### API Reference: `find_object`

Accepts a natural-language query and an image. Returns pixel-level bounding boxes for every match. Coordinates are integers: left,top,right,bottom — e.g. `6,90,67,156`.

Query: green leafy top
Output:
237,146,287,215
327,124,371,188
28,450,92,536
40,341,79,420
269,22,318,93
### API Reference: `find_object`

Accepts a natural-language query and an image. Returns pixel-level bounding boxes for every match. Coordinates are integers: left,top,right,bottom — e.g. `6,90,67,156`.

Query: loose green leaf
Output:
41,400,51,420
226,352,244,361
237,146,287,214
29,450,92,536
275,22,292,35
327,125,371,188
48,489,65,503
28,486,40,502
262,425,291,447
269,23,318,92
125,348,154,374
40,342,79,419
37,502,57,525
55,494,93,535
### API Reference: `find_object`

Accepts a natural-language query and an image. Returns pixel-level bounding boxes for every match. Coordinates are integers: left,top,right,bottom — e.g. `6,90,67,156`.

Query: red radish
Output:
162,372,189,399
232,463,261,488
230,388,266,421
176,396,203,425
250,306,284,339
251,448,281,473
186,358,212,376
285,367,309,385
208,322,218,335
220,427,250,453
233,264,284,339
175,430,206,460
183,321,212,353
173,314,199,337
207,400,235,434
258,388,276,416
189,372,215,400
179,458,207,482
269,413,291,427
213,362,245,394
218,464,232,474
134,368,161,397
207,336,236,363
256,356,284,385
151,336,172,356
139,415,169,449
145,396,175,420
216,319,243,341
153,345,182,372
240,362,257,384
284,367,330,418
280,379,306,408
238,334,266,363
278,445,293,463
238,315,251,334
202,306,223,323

▬▬▬

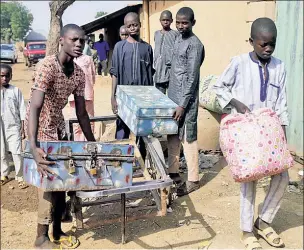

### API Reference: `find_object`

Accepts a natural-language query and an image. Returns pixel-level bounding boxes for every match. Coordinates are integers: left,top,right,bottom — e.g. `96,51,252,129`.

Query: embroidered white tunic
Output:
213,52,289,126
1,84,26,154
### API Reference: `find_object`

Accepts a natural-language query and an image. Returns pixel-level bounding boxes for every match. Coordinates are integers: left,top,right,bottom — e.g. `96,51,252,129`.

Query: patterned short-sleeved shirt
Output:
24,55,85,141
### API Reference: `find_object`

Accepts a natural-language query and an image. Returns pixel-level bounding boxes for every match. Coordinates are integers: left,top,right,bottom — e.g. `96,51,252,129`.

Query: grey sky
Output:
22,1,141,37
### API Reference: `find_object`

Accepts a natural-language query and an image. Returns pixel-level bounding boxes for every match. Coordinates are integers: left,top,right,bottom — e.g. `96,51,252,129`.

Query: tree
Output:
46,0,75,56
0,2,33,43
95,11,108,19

▬▬▬

Quote the listing above, but only from the line that shows "Query: loose green leaf" through the line that shows "Query: red radish".

### Finished exercise
Query: loose green leaf
Output:
41,400,51,420
226,352,244,361
237,146,287,214
29,450,92,536
275,22,292,35
327,125,371,188
48,489,65,503
28,486,40,502
262,425,291,447
269,23,318,92
125,348,154,374
40,342,79,419
37,502,57,525
55,494,93,535
### API Reference: `find_object`

Accepts a natural-language query and an image. Returns pixel-level bounding boxes for every match. Coordinates are integers: left,top,right,bottom — e.g. `6,90,67,156`.

Query: red radish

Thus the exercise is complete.